Excerpted passage>

The journal received a case report for a patient presenting with a particular syndrome in which patients give approximate answers to simple questions. This syndrome has been considered as a dissociative condition but others have argued that it reflects simulation of psychiatric symptoms. The case report was an individual who had crashed his car and, following that, developed complaints of memory impairment and at psychiatric review this syndrome was diagnosed. The patient was reviewed by the authors three years later and showed a number of inconsistencies on examination. Furthermore, it was discovered that, despite the fact that he was unable to recall the day of the week or his own birthday date, he had successfully trained as an official sports umpire. The case thus provided good evidence that this syndrome may be associated with malingering.
The report was reviewed by the Editorial Committee and publication offered as a letter. It was noted, however, that consent had not been provided and this was sought from the authors. The authors explained that this was not available and the Editor explored the possibilities of publishing without patient’s consent, applying the
whether it was in the public interest to publish
whether all attempts had been made to anonymise
that attempts had been made to contact the patient
one could assume that the patient would provide consent if it had been possible to contact him.

What to do> Translate this sentence from the passage on the case report into French: "The case thus provided good evidence that this syndrome may be associated with malingering."

Material supplied>

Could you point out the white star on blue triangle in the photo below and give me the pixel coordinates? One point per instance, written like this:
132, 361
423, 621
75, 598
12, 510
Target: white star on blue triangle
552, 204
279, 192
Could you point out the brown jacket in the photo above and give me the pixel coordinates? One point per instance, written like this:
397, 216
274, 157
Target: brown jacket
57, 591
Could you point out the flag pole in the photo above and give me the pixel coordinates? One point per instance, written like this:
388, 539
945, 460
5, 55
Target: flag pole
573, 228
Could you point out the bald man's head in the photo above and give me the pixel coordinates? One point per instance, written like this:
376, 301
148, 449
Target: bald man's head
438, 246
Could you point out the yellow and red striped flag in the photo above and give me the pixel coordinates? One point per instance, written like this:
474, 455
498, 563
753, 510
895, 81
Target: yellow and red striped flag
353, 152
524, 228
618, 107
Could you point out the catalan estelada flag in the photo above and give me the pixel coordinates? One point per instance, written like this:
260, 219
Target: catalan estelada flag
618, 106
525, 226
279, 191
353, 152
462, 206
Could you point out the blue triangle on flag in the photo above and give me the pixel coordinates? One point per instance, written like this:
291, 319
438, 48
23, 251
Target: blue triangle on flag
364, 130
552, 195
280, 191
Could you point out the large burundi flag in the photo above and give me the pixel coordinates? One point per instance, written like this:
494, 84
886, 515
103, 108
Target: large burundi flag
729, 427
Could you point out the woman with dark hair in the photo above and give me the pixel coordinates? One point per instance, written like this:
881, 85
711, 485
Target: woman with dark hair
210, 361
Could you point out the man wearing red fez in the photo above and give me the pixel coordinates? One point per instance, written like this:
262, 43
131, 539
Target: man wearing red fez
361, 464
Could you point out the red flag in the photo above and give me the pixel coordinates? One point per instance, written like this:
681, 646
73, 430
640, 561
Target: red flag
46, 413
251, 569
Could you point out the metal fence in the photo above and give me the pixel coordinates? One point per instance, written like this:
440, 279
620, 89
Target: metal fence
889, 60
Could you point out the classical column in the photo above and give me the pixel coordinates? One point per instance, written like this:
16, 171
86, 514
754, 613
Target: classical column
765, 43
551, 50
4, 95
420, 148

Answer to the problem> Le cas a ainsi fourni de bonnes preuves que ce syndrome pourrait être associé à la simulation.